PROBLEM STATEMENT: Return every one of the records below verbatim, line for line, without adding, dropping, or changing anything.

RECORDS SUPPLIED:
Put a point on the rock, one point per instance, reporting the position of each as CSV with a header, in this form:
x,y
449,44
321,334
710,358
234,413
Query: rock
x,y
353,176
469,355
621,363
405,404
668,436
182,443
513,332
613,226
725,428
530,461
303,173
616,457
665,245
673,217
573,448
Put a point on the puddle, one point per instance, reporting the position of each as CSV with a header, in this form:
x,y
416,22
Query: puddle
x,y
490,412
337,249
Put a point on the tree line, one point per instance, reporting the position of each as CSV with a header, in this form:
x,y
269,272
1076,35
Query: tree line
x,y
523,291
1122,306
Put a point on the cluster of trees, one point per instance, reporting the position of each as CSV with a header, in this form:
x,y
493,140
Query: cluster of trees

RESULT OF THIS TASK:
Put a point on the rock, one point per instance, reporting the position of each as CSV with a header, in this form:
x,y
449,44
321,334
710,358
234,413
Query: rock
x,y
353,176
469,355
621,363
405,404
668,436
182,443
513,332
613,226
725,428
530,461
303,173
616,457
665,245
673,217
573,448
Put a point on the puddle, one point per instance, reporting the position of each as CSV with a header, in this form:
x,y
416,22
Query: puddle
x,y
490,412
337,249
Put a point on the tree line, one point per instance, reporting the position of each as CSV with a header, in this form:
x,y
269,272
1076,35
Query: tree line
x,y
523,291
1122,306
Put a point on the cluster of trees, one point per instance, reporting the position of each as CSV with a header, in this form:
x,y
493,140
Query: cluster of trees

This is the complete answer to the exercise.